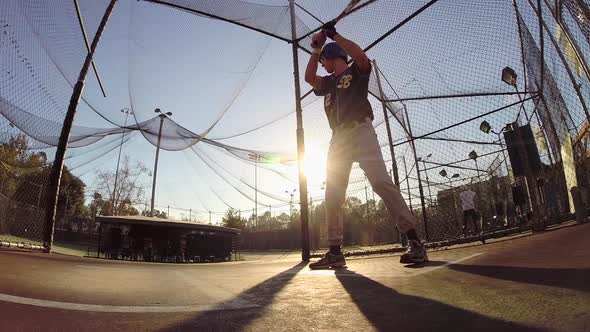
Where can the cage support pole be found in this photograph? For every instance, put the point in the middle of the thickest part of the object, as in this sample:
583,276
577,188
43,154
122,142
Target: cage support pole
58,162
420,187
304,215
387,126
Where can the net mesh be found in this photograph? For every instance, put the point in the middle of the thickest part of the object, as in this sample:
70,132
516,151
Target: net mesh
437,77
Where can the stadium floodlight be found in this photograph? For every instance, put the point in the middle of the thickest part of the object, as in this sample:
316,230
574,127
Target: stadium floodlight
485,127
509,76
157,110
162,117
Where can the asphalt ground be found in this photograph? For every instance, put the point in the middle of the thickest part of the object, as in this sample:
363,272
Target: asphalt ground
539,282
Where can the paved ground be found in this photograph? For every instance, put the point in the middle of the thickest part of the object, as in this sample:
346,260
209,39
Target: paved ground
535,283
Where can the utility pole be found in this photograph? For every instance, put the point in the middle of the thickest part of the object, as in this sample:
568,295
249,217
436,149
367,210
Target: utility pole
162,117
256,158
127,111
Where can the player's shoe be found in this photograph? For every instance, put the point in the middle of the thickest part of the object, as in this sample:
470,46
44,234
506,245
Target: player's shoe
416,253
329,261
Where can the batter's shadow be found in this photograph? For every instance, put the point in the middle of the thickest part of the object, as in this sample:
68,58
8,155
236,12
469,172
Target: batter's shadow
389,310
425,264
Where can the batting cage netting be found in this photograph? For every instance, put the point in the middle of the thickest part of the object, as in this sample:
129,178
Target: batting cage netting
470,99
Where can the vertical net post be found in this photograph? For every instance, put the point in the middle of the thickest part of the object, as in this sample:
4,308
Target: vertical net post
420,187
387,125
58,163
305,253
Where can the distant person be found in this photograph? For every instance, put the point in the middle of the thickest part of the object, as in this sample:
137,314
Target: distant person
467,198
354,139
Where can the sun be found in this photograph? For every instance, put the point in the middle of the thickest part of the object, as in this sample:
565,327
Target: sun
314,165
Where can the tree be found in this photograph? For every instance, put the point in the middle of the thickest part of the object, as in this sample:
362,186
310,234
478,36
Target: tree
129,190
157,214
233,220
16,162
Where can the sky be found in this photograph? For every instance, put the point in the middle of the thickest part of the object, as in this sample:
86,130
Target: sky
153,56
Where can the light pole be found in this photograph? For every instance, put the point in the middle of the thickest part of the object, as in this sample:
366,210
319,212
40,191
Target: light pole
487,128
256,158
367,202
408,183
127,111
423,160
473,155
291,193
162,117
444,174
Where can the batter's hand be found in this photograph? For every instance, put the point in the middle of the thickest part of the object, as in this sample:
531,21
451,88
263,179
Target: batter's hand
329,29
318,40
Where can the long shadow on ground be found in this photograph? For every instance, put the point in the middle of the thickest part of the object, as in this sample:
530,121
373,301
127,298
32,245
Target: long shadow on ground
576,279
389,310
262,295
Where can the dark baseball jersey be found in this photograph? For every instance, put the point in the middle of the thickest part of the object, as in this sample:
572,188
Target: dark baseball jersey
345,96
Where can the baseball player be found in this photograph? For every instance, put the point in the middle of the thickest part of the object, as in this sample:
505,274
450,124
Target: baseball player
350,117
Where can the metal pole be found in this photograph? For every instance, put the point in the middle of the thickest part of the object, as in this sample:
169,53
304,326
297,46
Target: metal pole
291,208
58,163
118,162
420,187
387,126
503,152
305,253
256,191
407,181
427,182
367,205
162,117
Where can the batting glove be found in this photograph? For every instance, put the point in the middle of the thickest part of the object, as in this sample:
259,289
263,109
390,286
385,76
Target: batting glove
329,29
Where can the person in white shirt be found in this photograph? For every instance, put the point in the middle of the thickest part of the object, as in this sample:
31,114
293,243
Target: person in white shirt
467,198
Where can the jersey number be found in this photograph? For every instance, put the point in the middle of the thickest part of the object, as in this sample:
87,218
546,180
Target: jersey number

════

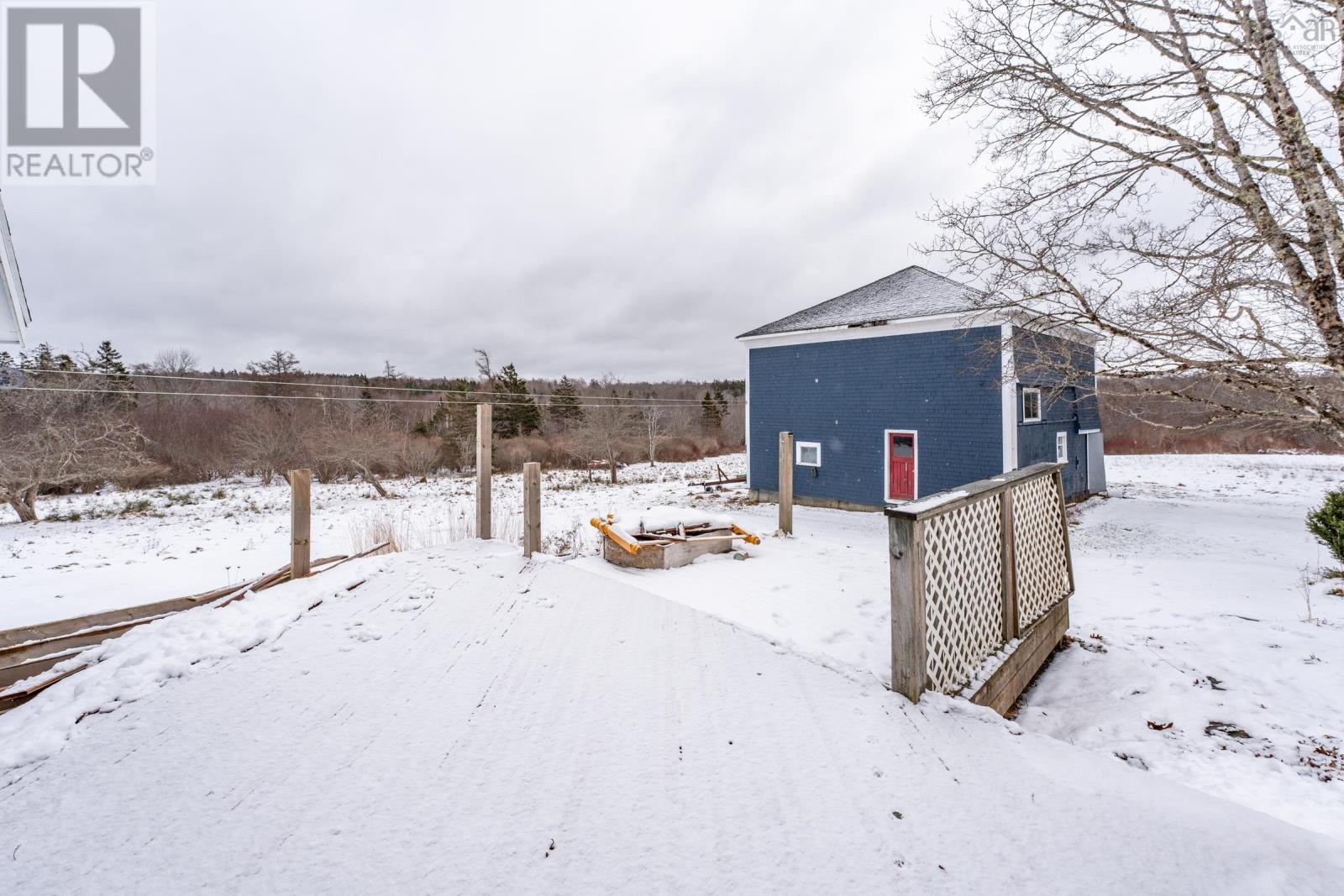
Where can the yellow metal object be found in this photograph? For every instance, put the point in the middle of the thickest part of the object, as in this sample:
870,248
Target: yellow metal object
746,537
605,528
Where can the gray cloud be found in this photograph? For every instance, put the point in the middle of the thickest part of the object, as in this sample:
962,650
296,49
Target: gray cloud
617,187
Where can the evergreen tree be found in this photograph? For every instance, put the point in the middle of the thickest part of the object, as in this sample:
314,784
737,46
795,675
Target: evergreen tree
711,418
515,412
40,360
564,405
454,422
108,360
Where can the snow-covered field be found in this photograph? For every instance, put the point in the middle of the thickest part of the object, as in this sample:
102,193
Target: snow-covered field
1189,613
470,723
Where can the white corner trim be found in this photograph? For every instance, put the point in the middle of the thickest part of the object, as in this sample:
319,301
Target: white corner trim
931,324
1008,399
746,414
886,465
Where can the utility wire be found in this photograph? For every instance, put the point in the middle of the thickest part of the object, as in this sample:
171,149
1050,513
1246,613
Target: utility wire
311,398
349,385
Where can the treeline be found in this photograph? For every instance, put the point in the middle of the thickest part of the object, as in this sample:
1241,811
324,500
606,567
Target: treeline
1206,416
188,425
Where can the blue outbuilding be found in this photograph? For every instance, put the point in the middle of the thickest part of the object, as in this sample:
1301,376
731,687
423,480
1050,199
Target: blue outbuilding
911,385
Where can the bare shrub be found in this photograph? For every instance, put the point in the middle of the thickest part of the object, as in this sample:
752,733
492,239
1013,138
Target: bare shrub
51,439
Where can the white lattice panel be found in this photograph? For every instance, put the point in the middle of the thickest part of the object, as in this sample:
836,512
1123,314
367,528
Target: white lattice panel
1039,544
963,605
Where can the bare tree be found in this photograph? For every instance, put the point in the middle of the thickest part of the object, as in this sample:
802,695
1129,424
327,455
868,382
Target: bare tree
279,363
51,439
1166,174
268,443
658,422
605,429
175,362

════

» The request
Reproduce the data starting with the line that contains "Where can the jersey" and going on through the line that contains "Target: jersey number", switching "jersey number" to "uniform number" and leaving everything else unchanged.

» Final answer
Where can the uniform number be found in this photograph? For every instance, put the point in the middle of the thickest part of the object, as in this sample:
87,218
546,180
Target: uniform number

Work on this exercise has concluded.